**A fazer**
Traduza para o inglês esta frase do trecho sobre a história da astronomia no Brasil: "A história da Astronomia no Brasil remonta a algum tempo antes da chegada dos colonizadores ao país."

**Trecho**
- - -

Breve histórico da astronomia e seu ensino no Brasil

 

Com o intuito de proporcionar uma base para a compreensão do estado atual do ensino da Astronomia e do que se tem realizado desde os primórdios, fornece-se um panorama geral como fonte de informações preliminares sobre esse tema e seu ensino no Brasil. Optou-se por se iniciar esse estudo através de um levantamento histórico por meio de uma visão geral, de modo a contemplar ao mesmo tempo a Ciência da Astronomia e o seu ensino, uma vez que os fatos históricos da primeira se entrelaçam com os do segundo em diversos momentos pontuais e contínuos. Assim, quais foram as primeiras atitudes brasileiras com relação à Astronomia e seu ensino, e quais são hoje as instituições e seus estudos produzidos que promovem atividades para o desenvolvimento do ensino desta Ciência?

A história da Astronomia no Brasil remonta a algum tempo antes da chegada dos colonizadores ao país. Os índios que aqui habitavam já carregavam consigo uma ampla carga de conteúdos astronômicos que eram ensinados de geração em geração. Assim, a Astronomia e o seu ensino já existiam em nossa terra antes da presença do ‘homem branco’. Por exemplo, o grupo indígena Apinajé realiza um ritual para comemorar a passagem do Sol de um hemisfério para outro (NEVES e ARGUELLO, 1986).

- - -

(Registros de indicação de objetos nomeados)

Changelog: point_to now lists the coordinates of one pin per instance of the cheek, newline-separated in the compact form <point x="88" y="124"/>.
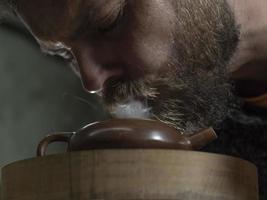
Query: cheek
<point x="150" y="38"/>
<point x="153" y="52"/>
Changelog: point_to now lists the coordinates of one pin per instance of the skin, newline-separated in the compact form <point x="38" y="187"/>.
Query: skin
<point x="164" y="54"/>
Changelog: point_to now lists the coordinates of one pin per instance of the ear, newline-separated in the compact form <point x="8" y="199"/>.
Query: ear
<point x="7" y="12"/>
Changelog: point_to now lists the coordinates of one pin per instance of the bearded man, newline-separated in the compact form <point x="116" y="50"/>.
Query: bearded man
<point x="171" y="60"/>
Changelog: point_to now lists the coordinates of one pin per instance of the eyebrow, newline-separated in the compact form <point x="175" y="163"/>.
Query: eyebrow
<point x="93" y="20"/>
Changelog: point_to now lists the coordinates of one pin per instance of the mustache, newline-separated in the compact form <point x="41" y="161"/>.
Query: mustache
<point x="143" y="89"/>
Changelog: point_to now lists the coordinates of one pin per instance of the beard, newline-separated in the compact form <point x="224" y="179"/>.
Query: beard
<point x="194" y="92"/>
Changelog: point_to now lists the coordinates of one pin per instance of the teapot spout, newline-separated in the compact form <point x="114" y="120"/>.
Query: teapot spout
<point x="202" y="138"/>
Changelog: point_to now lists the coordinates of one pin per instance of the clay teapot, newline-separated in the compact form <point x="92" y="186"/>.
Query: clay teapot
<point x="128" y="134"/>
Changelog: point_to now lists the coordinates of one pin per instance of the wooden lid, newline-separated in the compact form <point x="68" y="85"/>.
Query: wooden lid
<point x="131" y="174"/>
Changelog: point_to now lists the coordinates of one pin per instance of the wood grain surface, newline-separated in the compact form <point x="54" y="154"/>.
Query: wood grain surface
<point x="131" y="175"/>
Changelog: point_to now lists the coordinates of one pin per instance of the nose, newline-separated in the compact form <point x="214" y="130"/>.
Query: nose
<point x="94" y="77"/>
<point x="96" y="66"/>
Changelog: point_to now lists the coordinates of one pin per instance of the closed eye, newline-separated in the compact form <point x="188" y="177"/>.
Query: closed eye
<point x="111" y="21"/>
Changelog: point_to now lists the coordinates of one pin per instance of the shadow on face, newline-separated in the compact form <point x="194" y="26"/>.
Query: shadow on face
<point x="125" y="49"/>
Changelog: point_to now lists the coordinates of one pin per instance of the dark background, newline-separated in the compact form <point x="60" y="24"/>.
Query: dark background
<point x="39" y="94"/>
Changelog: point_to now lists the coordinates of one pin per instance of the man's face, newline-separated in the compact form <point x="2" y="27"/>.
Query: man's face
<point x="163" y="59"/>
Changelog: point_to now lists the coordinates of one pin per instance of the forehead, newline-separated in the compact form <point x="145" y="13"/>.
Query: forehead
<point x="50" y="18"/>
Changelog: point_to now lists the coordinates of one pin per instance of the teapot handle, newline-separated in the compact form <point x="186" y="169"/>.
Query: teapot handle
<point x="58" y="137"/>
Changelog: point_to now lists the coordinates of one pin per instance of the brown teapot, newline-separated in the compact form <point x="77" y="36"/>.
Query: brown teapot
<point x="128" y="134"/>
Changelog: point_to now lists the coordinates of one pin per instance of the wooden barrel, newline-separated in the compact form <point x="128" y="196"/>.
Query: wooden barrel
<point x="131" y="175"/>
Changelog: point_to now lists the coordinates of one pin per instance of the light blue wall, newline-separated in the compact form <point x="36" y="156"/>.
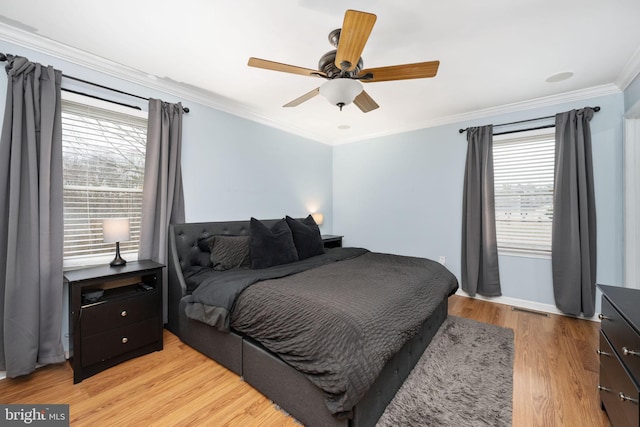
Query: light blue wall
<point x="632" y="93"/>
<point x="403" y="194"/>
<point x="233" y="168"/>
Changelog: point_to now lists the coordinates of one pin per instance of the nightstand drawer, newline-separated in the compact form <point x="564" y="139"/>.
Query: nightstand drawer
<point x="614" y="383"/>
<point x="115" y="314"/>
<point x="622" y="337"/>
<point x="100" y="347"/>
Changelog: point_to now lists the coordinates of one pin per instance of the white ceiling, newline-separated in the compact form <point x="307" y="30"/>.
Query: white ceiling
<point x="495" y="55"/>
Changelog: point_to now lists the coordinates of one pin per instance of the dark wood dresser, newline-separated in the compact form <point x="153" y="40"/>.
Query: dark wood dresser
<point x="115" y="315"/>
<point x="620" y="355"/>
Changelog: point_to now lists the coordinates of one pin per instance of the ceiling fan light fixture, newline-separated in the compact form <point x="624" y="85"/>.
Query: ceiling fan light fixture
<point x="341" y="91"/>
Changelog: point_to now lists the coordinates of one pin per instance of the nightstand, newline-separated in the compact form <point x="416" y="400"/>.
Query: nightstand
<point x="115" y="315"/>
<point x="331" y="241"/>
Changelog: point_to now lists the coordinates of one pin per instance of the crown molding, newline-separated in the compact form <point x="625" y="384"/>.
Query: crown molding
<point x="43" y="45"/>
<point x="547" y="101"/>
<point x="630" y="71"/>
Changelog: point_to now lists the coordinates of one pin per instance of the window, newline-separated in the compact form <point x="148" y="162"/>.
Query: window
<point x="103" y="150"/>
<point x="523" y="184"/>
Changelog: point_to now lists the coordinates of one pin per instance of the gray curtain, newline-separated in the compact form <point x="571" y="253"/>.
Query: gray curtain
<point x="31" y="223"/>
<point x="479" y="245"/>
<point x="162" y="196"/>
<point x="573" y="245"/>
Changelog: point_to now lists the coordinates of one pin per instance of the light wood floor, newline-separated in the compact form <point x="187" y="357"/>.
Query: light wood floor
<point x="555" y="378"/>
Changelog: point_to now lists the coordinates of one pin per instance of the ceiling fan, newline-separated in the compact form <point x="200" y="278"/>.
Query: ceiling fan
<point x="343" y="67"/>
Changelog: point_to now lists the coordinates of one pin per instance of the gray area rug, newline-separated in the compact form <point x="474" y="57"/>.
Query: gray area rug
<point x="464" y="378"/>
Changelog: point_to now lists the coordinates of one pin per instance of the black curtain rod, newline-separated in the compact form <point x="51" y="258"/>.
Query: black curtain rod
<point x="3" y="58"/>
<point x="596" y="109"/>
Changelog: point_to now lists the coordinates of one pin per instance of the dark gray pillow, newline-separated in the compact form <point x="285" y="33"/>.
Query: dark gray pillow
<point x="306" y="237"/>
<point x="228" y="252"/>
<point x="271" y="246"/>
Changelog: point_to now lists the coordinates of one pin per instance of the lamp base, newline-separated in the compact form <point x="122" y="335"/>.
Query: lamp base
<point x="118" y="261"/>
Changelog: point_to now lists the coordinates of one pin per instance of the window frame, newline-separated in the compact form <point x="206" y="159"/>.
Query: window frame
<point x="99" y="259"/>
<point x="532" y="135"/>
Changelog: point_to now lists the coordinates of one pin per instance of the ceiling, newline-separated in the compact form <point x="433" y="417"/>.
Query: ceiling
<point x="495" y="55"/>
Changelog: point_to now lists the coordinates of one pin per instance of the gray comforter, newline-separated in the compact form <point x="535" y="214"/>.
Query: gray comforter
<point x="340" y="322"/>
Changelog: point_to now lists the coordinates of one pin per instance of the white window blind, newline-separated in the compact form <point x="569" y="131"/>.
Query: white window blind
<point x="523" y="184"/>
<point x="103" y="168"/>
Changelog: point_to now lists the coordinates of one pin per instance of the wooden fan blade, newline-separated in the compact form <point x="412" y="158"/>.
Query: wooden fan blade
<point x="365" y="102"/>
<point x="307" y="96"/>
<point x="418" y="70"/>
<point x="285" y="68"/>
<point x="354" y="34"/>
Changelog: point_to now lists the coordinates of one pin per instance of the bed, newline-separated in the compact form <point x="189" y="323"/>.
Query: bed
<point x="242" y="318"/>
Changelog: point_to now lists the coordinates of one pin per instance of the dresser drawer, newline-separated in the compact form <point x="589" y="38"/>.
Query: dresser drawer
<point x="114" y="342"/>
<point x="622" y="336"/>
<point x="115" y="314"/>
<point x="614" y="382"/>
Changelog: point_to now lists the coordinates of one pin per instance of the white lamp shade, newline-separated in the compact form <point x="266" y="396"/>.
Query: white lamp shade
<point x="115" y="230"/>
<point x="341" y="91"/>
<point x="318" y="218"/>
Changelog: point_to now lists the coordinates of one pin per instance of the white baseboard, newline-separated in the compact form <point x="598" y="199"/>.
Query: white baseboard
<point x="520" y="303"/>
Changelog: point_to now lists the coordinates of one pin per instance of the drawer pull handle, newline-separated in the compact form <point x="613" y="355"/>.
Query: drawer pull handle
<point x="624" y="398"/>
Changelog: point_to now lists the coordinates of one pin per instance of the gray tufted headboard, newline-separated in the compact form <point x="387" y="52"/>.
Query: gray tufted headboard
<point x="184" y="252"/>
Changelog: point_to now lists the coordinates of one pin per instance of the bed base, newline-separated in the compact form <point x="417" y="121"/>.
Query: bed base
<point x="290" y="389"/>
<point x="265" y="371"/>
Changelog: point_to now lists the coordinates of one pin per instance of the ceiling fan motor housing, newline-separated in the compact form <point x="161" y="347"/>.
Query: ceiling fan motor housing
<point x="327" y="65"/>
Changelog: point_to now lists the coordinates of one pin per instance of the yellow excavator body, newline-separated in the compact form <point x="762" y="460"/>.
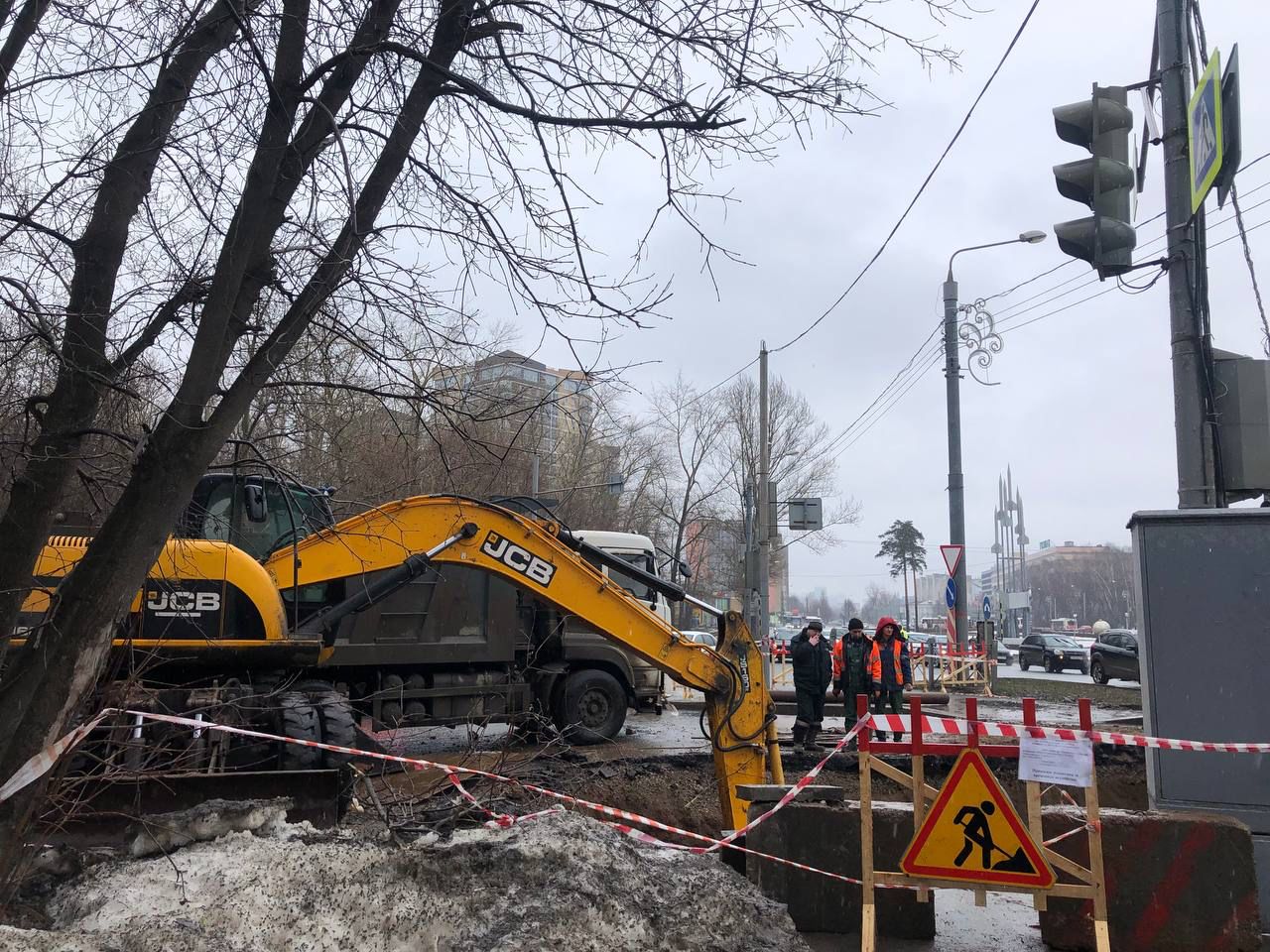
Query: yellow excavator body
<point x="173" y="615"/>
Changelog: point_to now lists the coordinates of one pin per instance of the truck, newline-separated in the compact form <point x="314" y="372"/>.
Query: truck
<point x="441" y="608"/>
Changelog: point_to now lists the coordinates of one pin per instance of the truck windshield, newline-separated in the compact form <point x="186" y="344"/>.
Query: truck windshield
<point x="636" y="588"/>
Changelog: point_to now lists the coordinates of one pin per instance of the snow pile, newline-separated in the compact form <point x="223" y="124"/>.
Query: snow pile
<point x="562" y="881"/>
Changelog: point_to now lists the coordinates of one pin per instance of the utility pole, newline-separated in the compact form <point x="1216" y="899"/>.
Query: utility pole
<point x="956" y="489"/>
<point x="751" y="602"/>
<point x="1197" y="483"/>
<point x="765" y="521"/>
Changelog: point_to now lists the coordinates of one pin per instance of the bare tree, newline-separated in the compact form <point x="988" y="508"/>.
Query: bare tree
<point x="203" y="185"/>
<point x="801" y="465"/>
<point x="691" y="428"/>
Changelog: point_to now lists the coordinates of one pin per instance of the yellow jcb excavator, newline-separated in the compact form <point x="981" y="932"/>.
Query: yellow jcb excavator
<point x="302" y="638"/>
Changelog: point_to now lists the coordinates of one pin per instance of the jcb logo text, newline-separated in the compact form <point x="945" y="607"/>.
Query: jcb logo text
<point x="518" y="558"/>
<point x="182" y="603"/>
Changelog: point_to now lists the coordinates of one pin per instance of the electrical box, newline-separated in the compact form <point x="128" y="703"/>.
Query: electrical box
<point x="1242" y="403"/>
<point x="1203" y="579"/>
<point x="806" y="516"/>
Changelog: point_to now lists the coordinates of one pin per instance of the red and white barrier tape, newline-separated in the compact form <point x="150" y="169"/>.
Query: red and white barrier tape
<point x="902" y="724"/>
<point x="42" y="762"/>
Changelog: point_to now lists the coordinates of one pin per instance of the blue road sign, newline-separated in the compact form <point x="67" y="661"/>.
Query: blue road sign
<point x="1205" y="132"/>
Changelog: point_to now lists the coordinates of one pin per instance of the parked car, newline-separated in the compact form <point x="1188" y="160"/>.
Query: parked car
<point x="1115" y="655"/>
<point x="1055" y="653"/>
<point x="701" y="638"/>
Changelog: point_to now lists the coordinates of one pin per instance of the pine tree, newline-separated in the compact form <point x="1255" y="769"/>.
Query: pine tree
<point x="905" y="549"/>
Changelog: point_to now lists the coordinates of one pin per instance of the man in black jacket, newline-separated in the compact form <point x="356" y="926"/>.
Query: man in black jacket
<point x="813" y="669"/>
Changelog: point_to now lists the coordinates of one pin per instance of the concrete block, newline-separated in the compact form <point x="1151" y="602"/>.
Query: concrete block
<point x="1261" y="853"/>
<point x="828" y="838"/>
<point x="772" y="792"/>
<point x="1176" y="883"/>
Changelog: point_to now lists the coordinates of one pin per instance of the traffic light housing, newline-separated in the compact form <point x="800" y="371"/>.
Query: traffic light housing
<point x="1102" y="181"/>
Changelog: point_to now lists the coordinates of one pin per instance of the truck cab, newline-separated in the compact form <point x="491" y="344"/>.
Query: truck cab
<point x="585" y="647"/>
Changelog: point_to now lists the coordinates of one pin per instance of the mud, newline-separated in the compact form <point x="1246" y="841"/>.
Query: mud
<point x="680" y="789"/>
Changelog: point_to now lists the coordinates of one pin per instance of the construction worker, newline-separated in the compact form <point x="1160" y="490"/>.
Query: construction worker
<point x="889" y="670"/>
<point x="813" y="667"/>
<point x="853" y="676"/>
<point x="835" y="653"/>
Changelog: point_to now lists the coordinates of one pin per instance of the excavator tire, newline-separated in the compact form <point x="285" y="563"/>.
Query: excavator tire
<point x="336" y="720"/>
<point x="338" y="726"/>
<point x="593" y="707"/>
<point x="390" y="711"/>
<point x="299" y="719"/>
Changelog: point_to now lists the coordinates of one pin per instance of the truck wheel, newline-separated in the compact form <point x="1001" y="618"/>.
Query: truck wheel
<point x="593" y="707"/>
<point x="299" y="720"/>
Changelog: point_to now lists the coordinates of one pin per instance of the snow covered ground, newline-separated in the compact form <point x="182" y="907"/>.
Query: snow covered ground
<point x="562" y="881"/>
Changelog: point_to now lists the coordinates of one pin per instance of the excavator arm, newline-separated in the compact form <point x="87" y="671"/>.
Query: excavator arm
<point x="400" y="539"/>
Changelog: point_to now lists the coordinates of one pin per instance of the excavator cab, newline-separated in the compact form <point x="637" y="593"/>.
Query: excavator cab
<point x="255" y="512"/>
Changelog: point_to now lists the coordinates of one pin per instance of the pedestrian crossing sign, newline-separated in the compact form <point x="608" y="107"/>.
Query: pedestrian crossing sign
<point x="974" y="834"/>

- - -

**Resposta do exercício**
The history of Astronomy in Brazil goes back to some time before the arrival of the colonizers in the country.